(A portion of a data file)
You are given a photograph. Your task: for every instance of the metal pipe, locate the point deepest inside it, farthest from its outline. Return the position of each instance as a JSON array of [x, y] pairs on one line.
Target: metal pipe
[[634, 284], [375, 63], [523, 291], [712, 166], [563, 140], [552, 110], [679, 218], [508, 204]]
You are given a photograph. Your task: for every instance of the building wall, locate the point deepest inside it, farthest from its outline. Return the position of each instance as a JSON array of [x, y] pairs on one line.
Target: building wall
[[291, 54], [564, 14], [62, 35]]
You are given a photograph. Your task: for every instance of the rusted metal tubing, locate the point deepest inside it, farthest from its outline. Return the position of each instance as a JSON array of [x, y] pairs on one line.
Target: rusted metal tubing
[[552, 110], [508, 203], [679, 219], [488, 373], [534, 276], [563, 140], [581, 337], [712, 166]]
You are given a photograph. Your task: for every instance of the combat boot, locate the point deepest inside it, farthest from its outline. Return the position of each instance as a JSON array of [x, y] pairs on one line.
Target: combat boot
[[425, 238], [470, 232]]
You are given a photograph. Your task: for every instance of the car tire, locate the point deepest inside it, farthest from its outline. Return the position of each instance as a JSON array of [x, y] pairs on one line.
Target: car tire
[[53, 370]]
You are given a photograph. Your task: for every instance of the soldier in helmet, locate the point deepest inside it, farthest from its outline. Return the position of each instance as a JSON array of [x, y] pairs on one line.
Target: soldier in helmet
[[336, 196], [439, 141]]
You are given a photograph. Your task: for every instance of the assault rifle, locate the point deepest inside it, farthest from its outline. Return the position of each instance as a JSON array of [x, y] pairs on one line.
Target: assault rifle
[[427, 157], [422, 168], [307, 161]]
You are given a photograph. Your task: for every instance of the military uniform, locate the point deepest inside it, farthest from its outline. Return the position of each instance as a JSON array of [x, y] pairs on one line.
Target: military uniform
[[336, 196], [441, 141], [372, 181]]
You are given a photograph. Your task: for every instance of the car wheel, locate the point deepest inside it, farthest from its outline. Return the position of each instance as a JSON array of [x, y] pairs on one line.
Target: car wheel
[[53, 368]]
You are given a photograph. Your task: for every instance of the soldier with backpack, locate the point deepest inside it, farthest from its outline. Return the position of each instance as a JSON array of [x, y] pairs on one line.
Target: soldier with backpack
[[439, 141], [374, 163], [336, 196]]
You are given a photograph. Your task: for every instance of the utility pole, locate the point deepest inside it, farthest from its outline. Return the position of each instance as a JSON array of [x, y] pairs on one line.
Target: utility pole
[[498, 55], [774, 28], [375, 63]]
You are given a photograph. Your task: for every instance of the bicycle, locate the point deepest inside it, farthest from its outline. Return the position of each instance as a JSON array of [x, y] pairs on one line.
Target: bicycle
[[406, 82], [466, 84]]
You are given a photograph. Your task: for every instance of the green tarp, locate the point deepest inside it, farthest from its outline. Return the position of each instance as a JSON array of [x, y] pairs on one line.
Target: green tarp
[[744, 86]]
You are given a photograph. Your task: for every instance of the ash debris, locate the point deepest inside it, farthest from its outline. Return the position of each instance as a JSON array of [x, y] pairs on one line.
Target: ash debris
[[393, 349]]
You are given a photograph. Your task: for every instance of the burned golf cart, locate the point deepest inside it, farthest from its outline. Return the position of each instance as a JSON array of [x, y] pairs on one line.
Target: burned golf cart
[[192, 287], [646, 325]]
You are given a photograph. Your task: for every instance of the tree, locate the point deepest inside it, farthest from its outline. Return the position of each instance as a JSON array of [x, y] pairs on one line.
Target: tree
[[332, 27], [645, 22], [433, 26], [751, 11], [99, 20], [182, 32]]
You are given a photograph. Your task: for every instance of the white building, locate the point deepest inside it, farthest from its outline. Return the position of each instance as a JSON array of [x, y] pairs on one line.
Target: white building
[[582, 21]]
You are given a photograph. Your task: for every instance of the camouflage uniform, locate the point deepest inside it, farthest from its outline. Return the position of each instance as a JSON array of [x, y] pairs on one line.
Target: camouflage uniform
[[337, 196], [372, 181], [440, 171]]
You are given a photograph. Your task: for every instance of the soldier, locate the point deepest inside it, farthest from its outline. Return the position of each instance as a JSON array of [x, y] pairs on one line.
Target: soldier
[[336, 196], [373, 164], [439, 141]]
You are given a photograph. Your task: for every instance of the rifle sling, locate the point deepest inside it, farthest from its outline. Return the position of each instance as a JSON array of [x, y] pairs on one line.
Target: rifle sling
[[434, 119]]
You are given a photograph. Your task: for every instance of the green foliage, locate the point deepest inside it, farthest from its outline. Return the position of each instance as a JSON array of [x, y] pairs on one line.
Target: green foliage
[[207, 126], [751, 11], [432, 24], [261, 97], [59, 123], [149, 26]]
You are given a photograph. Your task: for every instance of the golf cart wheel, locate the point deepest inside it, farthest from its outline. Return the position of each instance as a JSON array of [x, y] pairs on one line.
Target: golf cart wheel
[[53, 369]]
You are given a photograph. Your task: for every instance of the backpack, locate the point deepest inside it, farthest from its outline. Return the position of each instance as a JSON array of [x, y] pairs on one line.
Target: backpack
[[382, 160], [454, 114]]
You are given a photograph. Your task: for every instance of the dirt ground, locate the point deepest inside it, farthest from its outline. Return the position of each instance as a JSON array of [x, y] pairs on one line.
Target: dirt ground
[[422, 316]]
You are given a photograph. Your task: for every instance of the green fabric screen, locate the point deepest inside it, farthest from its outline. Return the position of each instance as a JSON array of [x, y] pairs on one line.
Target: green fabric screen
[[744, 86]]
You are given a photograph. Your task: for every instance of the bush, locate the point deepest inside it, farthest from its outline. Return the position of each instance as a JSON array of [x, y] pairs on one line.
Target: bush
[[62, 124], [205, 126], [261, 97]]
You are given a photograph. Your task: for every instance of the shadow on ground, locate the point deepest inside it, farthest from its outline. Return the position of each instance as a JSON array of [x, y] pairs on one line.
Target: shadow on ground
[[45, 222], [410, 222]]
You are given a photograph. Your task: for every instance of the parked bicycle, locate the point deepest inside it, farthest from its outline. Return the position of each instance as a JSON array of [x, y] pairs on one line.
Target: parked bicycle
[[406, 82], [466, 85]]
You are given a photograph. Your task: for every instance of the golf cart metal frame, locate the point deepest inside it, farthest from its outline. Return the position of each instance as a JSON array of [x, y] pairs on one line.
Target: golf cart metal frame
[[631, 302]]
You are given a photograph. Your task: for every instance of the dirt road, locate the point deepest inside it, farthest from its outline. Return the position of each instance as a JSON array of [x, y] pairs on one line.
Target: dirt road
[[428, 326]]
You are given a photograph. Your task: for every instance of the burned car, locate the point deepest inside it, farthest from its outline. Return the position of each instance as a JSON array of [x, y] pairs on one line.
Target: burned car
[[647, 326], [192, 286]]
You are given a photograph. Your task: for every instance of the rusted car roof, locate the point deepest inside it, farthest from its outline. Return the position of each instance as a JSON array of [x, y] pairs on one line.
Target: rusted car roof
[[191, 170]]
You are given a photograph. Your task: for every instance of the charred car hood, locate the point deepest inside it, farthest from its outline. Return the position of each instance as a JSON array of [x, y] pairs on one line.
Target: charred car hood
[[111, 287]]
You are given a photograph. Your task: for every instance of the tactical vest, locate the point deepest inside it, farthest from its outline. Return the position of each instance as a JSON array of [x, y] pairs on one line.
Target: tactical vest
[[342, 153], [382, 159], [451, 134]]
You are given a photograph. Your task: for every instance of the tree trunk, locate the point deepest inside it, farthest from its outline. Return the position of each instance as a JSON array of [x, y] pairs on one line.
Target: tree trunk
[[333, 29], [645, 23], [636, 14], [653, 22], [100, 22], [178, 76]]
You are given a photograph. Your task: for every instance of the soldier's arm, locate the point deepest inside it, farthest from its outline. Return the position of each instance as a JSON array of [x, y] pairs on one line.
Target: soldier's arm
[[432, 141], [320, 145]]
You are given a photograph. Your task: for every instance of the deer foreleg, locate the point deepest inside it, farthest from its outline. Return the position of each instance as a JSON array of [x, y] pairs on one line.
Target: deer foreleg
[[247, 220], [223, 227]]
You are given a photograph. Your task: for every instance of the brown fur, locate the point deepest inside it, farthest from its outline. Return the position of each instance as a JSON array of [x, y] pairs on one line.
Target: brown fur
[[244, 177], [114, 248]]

**Work to be completed**
Write out everything in the material above, from its first line down to and including the line containing "218], [508, 204]]".

**Task output**
You are given a photograph. Your task: for every instance of the metal pipe, locate the point deepest inside it, farthest from its outline. Return the position of each instance as a JSON array of [x, y] pairs on one line.
Target: metal pipe
[[634, 284], [375, 63], [523, 291], [712, 166], [563, 140], [552, 110], [679, 218], [508, 204]]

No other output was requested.